• **Tasks to perform**
1/ From the text on solar panel soiling, extract the part from "These include panel" to "leaves, etc. (soiling)." word for word.
2/ Please summarize the text on solar panel soiling in two sentences.

• **Document section**

These include panel tilt, orientation (angle), temperature, shading, solar irradiation intensity, wind speed and direction, dust, dirt, humidity, snow load, and other associated losses.
One of the most significant factors affecting the electrical energy production efficiency of solar panels is the contamination of the panel surface by dust, mud, leaves, etc. (soiling).
Numerous studies have demonstrated that yields are negatively affected by 4% to 32% as a result of contamination and dust accumulation on panel surfaces.
Dust is characterized as a formation possessing biological, chemical, electrostatic, and physical properties. Each geographical region has distinct characteristics and dust densities. By settling on or covering the PV panel surface through various means, dust prevents solar radiation from reaching the panel surfaces, thereby negatively impacting the panels’ energy production.
Furthermore, it adversely affects the efficiency of the PV energy system by increasing panel temperatures and causing negative effects such as the abrasion of the panel module glass.
There are several factors and parameters that influence the soiling process and the amount of dirt/dust accumulation on solar panels. Some of these include the properties, size, and weight of the dust, as well as the surface roughness of the panel.
Factors such as the orientation of the panel relative to solar radiation and the prevailing wind direction influence the accumulation and amount of dust on the panels. Regular cleaning of the panels will increase the power output of the PV system. However, since daily cleaning of PV panels incurs additional costs such as labor, deionized (pure) water, or cleaning fluids, the most ideal solution is to clean the panels at specific intervals or when the dust ratio increases.
Furthermore, although monthly cleaning may not be entirely sufficient, it is evident that there will be a significant increase in efficiency compared to PV panels that are never cleaned. To minimize efficiency losses caused by dust and soiling, the most appropriate cleaning period is established by installing a system capable of monitoring the dust ratio of the PV system. Different geographical regions with varying characteristics will have an impact on soiling density, sunshine duration, and the required cleaning frequency. Additionally, seasonal variations also affect overall yield.

• **Data provided**
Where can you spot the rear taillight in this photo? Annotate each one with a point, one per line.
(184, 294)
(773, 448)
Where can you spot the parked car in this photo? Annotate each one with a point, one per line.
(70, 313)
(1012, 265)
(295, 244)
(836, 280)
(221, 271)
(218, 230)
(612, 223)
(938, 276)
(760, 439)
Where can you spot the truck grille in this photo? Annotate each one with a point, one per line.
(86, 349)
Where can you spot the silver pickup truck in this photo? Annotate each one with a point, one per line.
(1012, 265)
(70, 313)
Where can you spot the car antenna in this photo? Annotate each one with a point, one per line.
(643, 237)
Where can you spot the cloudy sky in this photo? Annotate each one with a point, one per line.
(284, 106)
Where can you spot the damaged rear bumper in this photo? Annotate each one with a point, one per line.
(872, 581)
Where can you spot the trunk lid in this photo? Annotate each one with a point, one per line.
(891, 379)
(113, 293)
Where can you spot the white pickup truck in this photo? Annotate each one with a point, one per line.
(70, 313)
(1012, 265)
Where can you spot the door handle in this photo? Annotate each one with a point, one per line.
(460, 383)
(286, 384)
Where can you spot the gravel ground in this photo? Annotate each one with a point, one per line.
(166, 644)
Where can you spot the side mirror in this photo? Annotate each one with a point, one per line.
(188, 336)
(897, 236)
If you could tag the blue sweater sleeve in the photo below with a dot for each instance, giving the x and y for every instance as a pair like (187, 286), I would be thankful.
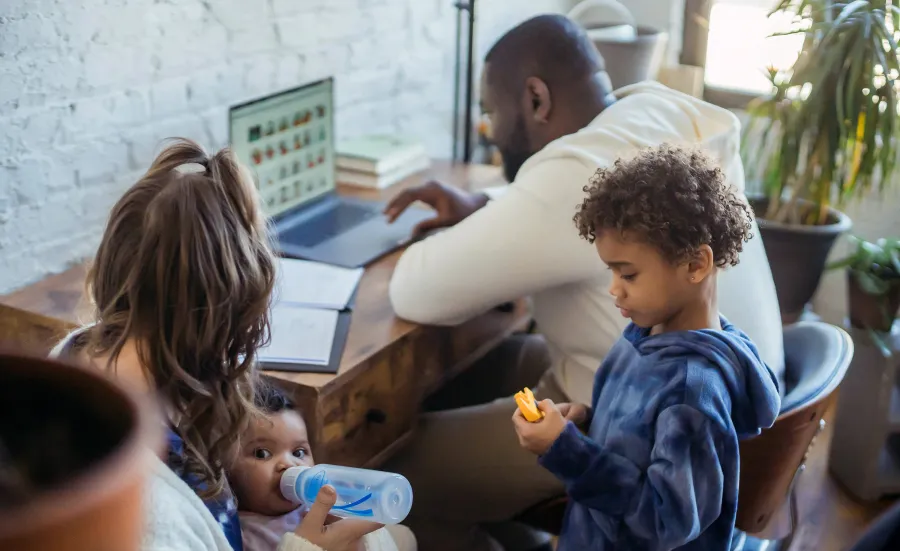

• **Per-task outputs**
1/
These include panel tilt, orientation (angle), temperature, shading, solar irradiation intensity, wind speed and direction, dust, dirt, humidity, snow load, and other associated losses.
One of the most significant factors affecting the electrical energy production efficiency of solar panels is the contamination of the panel surface by dust, mud, leaves, etc. (soiling).

2/ Contamination of panel surfaces by dust, mud and leaves is one of the most significant factors reducing solar energy production, with studies showing yield losses of 4% to 32%, because dust blocks solar radiation, raises panel temperatures and abrades the module glass. Since daily cleaning adds costs such as labor and water, the ideal solution is to clean at specific intervals or when the dust ratio increases, with a dust-monitoring system used to set the most appropriate cleaning period.